-- start MATERIAL TO PROCESS --
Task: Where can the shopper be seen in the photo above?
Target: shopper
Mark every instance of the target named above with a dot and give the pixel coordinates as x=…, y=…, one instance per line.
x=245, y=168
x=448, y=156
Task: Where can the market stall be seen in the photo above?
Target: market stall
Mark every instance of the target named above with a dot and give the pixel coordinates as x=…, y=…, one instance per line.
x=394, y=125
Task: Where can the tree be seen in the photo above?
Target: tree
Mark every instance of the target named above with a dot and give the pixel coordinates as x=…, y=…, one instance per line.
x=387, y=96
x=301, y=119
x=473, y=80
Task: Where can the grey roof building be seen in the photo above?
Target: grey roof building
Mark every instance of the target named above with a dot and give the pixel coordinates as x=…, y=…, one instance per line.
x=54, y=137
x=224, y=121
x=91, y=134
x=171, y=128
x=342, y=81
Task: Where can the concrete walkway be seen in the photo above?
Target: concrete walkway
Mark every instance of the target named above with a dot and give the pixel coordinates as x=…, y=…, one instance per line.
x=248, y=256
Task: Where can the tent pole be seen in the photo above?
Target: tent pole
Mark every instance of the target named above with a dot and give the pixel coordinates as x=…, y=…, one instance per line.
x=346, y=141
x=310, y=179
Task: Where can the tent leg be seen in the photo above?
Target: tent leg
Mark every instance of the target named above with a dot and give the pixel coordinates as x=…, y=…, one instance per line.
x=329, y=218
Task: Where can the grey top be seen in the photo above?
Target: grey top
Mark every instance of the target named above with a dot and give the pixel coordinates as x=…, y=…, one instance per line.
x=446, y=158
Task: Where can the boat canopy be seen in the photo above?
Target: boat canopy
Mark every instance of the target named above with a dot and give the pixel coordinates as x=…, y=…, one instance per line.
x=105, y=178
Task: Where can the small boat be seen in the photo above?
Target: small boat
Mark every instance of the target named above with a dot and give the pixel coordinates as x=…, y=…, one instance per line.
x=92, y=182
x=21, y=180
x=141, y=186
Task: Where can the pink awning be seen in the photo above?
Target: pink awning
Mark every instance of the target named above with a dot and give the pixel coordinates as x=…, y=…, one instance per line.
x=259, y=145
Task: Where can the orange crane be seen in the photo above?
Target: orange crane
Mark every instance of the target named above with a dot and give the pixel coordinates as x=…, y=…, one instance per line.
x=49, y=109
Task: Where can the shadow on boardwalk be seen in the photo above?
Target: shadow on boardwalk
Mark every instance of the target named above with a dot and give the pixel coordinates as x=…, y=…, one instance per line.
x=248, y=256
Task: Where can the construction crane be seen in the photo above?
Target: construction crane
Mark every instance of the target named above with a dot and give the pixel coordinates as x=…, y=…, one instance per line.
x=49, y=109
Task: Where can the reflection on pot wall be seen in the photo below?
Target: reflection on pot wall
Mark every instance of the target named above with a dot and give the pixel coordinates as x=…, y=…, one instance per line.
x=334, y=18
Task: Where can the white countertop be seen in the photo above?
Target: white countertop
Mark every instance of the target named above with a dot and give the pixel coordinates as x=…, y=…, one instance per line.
-- end MATERIAL TO PROCESS --
= AIM =
Copy out everything from the line containing "Task: Where can the tree" down to the line containing "x=446, y=158", both lines included, adding 95 to each x and y coordinate in the answers.

= WRITTEN ANSWER =
Task: Where can the tree be seen in the photo above?
Target: tree
Mark every instance of the target named above with a dot and give the pixel coordinates as x=…, y=…, one instance per line.
x=482, y=191
x=396, y=214
x=568, y=175
Task: Where can the grey roof building be seen in the photo above?
Target: grey roof building
Mark every instance of the target named above with a dot and give the pixel coordinates as x=…, y=…, one instance per line.
x=149, y=232
x=319, y=216
x=186, y=229
x=266, y=223
x=437, y=176
Task: Where can the concrete walkway be seen in the photo above?
Target: concrete walkway
Mark every instance of the target named above with a dot and give the pixel coordinates as x=…, y=…, one instance per line.
x=343, y=351
Task: Where can the tent pole be seen in the photo above?
Target: tent pole
Mark every instance of the target named above with a dot and give the pixel coordinates as x=…, y=…, one instance per line.
x=441, y=236
x=405, y=274
Task: Where can the tent leg be seen in the photo above?
Target: tent leg
Mark every instance of the target named above with a dot and give the pixel coordinates as x=…, y=…, one instance per line.
x=424, y=313
Task: Where can the grey top be seen in the photo above?
Target: grey top
Mark every instance of the target named above with a dot and give the pixel coordinates as x=…, y=…, one instance per line.
x=541, y=253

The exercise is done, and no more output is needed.